- ACTION ITEM
Only the lines that hold the word "part" are wanted from this listing.

Top of WORKING DATA

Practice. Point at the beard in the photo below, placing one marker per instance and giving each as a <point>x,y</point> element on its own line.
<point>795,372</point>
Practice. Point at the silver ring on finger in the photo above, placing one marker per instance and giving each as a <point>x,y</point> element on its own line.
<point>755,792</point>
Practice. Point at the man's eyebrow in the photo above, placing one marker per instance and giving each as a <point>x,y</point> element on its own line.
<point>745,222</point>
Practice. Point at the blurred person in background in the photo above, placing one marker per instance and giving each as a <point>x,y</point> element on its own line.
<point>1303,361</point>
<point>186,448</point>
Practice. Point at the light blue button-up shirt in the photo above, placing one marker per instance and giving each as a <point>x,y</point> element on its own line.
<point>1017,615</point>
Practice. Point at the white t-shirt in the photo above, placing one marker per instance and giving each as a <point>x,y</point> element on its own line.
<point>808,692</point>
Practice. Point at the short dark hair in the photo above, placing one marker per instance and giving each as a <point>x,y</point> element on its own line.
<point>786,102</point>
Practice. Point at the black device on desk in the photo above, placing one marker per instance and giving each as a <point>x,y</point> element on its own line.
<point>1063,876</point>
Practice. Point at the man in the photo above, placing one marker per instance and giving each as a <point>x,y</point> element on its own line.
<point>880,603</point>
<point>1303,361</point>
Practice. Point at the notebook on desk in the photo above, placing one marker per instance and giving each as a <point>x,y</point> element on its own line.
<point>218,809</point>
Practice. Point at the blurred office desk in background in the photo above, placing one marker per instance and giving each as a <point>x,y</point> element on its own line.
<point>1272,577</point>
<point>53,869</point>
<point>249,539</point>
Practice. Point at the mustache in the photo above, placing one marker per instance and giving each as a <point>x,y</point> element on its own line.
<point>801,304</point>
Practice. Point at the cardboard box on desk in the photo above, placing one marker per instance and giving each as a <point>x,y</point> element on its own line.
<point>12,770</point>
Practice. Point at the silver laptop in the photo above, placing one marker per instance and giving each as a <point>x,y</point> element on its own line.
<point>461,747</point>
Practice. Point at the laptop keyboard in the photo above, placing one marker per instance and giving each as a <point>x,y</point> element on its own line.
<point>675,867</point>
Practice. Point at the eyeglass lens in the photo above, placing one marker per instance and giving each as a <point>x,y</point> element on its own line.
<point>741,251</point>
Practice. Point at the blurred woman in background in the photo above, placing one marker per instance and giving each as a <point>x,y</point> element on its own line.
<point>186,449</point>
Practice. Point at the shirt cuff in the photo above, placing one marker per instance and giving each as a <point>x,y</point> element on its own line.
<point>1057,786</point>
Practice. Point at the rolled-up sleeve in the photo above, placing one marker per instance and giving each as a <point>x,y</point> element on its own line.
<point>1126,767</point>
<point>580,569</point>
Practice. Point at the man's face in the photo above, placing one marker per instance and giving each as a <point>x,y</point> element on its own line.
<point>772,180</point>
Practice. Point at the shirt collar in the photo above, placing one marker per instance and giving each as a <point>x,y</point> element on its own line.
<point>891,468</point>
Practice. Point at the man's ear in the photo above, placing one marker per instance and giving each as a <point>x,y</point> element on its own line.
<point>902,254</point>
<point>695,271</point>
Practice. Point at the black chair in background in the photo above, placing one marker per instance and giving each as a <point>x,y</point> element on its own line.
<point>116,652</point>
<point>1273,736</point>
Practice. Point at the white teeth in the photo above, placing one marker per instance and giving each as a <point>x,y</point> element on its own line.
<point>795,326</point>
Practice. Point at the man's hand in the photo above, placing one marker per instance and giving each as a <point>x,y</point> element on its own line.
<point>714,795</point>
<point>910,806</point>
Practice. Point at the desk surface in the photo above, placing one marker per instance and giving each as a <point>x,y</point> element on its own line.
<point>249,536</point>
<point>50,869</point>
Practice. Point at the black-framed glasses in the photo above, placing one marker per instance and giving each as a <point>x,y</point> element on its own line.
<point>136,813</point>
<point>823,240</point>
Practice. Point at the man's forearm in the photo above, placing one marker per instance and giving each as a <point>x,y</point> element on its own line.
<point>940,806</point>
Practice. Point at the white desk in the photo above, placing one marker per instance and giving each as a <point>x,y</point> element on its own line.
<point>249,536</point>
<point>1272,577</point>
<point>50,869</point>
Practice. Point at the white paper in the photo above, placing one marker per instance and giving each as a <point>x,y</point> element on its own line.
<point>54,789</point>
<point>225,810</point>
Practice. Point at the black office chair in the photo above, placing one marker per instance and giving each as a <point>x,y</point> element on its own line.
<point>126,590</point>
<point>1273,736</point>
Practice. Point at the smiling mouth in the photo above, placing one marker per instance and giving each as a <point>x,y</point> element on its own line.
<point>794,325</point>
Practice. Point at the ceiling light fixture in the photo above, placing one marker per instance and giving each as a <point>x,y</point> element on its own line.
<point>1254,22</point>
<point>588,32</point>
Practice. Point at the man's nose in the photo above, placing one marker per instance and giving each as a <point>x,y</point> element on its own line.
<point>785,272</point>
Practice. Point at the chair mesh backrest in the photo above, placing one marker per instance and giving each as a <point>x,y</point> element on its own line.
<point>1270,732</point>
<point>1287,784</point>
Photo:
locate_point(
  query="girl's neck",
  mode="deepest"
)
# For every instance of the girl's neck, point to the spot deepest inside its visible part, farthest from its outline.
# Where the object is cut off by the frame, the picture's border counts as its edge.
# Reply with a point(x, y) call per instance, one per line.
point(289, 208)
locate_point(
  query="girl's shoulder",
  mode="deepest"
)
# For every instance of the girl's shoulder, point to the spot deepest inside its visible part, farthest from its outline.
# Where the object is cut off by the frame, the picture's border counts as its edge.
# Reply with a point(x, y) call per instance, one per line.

Bottom of WORKING DATA

- SOLUTION TO THE PROBLEM
# For every instance of the girl's neck, point to the spot deepest inside its visible part, farthest from its outline.
# For every instance of the girl's shoulder, point to the spot deepest inside its visible part, farthest from its outline.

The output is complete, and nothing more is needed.